WORK REQUIRED
Please find every line in the items below that contains the word "aluminium", and copy each of those lines.

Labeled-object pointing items
******************************

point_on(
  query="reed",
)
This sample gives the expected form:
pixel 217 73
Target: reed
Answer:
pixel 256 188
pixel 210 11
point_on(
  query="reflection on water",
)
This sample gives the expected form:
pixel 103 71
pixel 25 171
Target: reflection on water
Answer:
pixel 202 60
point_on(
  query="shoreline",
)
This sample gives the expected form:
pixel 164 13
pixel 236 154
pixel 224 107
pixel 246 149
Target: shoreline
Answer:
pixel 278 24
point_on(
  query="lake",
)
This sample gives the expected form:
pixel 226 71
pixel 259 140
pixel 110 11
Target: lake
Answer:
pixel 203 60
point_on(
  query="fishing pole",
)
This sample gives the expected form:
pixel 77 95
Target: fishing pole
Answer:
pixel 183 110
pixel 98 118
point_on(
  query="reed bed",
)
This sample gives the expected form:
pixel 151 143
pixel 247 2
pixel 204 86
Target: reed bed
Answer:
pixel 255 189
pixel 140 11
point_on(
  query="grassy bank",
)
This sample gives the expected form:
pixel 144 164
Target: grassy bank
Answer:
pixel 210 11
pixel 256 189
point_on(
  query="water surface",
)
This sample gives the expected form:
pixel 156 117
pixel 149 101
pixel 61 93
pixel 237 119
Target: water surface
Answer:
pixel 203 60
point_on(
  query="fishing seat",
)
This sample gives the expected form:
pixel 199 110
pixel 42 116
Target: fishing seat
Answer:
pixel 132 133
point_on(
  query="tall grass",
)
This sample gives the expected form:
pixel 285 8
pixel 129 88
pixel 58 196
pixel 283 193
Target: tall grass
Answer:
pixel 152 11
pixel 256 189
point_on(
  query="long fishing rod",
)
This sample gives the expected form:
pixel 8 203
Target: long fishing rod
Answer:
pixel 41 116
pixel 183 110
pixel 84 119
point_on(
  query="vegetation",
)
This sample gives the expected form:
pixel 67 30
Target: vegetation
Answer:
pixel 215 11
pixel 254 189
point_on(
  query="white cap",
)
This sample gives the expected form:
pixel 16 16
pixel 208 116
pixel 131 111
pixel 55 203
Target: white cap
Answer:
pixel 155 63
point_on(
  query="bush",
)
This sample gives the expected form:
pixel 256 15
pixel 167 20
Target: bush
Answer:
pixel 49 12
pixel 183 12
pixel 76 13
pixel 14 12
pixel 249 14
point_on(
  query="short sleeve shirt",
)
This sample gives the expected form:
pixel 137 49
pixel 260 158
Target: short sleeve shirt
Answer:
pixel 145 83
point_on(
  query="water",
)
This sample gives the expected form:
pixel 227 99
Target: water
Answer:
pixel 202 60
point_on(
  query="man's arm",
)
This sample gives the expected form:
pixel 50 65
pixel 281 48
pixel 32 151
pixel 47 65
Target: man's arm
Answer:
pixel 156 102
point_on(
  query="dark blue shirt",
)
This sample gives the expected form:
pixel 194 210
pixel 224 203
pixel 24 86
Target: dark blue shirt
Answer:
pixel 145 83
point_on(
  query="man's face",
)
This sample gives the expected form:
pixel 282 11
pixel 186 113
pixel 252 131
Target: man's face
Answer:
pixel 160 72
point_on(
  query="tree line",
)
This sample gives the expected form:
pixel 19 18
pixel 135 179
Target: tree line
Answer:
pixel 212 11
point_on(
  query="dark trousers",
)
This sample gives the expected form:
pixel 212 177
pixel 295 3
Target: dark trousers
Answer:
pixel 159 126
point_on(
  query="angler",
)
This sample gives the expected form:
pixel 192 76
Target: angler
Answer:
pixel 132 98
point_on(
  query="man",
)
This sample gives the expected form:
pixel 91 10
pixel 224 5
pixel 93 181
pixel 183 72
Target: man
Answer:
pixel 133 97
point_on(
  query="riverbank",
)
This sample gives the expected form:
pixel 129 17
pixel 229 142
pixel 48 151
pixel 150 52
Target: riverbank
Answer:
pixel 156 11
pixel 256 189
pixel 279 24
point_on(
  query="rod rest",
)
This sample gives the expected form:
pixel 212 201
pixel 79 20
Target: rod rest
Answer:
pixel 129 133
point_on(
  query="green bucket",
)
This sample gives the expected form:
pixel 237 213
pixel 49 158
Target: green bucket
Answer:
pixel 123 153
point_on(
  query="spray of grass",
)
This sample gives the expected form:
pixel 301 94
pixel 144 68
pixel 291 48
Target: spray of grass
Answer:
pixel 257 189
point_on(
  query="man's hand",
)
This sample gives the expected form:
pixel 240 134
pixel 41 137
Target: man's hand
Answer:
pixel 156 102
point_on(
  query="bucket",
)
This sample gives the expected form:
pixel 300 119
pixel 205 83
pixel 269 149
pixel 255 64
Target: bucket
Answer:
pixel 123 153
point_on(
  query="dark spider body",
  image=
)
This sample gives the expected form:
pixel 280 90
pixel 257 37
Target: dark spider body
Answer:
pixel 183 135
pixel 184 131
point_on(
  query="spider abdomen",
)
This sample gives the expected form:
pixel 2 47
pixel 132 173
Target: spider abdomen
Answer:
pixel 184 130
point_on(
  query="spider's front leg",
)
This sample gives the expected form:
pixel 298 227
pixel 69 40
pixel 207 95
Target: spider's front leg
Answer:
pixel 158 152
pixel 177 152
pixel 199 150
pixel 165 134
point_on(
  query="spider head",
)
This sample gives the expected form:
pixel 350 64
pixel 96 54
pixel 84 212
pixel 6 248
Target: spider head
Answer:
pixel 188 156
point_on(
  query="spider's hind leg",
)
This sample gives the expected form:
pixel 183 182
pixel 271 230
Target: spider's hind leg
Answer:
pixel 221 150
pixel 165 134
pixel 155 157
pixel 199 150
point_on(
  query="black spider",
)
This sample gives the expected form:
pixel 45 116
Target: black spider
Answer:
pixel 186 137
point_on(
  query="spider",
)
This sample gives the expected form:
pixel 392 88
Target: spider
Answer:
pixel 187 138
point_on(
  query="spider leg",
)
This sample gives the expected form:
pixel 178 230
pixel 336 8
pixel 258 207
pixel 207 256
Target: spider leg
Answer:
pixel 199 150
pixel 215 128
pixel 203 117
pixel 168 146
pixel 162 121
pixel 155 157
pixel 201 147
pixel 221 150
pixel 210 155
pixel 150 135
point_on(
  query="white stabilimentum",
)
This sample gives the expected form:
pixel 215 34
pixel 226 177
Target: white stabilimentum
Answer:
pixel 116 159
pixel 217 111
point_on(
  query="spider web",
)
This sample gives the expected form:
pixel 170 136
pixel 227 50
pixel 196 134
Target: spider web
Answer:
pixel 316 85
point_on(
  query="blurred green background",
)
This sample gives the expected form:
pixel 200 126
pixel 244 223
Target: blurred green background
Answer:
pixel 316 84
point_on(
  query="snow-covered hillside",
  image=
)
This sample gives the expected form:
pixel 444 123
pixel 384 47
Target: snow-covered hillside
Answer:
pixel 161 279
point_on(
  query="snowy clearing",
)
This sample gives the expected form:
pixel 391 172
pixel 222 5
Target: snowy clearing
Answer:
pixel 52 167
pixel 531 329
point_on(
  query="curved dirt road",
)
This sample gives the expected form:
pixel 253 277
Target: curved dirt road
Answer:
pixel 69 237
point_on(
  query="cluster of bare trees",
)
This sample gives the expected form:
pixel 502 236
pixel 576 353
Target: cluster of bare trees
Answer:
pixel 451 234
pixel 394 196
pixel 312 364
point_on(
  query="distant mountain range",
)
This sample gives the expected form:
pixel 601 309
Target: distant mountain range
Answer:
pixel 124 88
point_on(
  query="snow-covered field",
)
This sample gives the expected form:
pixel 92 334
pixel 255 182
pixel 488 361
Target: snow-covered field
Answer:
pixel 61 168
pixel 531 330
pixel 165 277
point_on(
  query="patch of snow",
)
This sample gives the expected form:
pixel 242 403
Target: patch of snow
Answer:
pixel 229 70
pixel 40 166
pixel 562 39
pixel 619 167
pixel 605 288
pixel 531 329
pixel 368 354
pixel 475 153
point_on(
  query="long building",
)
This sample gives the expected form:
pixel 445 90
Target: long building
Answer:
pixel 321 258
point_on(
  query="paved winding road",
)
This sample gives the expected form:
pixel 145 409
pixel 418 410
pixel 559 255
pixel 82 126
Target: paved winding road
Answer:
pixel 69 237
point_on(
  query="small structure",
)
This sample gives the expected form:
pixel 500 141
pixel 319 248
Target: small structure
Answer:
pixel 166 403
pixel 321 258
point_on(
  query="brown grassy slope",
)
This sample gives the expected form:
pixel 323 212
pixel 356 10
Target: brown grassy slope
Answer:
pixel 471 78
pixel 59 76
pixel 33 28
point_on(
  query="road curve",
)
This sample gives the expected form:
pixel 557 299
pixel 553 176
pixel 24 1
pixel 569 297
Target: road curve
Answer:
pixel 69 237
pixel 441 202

******************************

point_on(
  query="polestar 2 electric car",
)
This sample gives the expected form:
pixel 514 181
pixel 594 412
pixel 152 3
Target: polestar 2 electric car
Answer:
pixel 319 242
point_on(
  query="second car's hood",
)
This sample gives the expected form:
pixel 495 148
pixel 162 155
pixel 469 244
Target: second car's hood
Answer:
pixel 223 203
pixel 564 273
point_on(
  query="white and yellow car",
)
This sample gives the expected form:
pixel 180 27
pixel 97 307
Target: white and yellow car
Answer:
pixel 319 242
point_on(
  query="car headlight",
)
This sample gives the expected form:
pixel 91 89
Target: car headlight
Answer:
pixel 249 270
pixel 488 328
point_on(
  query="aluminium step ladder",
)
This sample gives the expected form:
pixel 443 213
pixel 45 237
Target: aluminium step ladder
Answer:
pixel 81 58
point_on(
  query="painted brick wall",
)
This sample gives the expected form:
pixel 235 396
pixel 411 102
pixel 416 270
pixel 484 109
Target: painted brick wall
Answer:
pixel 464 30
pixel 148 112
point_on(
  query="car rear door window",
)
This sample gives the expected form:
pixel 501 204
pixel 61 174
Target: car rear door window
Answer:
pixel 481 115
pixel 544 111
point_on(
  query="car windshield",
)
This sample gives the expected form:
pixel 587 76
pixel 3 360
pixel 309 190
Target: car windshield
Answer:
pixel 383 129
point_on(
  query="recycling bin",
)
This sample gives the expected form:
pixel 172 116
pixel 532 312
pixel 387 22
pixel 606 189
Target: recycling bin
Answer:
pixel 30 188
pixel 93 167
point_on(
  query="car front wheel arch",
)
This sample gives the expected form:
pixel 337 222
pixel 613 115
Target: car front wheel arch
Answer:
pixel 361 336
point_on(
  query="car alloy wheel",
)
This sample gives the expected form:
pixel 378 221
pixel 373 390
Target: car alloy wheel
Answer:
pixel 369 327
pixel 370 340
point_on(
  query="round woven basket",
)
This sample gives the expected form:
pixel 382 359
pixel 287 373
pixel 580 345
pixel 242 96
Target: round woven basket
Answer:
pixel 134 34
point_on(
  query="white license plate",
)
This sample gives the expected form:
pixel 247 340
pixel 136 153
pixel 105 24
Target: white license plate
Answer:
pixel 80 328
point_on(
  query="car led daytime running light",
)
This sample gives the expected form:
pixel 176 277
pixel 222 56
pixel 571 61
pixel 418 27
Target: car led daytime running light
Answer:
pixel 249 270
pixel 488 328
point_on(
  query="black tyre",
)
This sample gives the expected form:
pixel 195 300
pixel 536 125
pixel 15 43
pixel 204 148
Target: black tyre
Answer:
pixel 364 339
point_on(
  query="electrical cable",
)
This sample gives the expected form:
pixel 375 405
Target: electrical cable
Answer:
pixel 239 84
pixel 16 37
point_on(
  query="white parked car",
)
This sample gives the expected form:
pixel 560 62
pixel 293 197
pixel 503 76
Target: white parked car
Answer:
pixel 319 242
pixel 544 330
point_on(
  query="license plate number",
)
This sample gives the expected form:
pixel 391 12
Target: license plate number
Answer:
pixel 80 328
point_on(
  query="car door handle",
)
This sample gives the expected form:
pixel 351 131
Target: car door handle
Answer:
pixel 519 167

******************************

RESULT FOR THIS TASK
  query="aluminium step ladder",
Target: aluminium step ladder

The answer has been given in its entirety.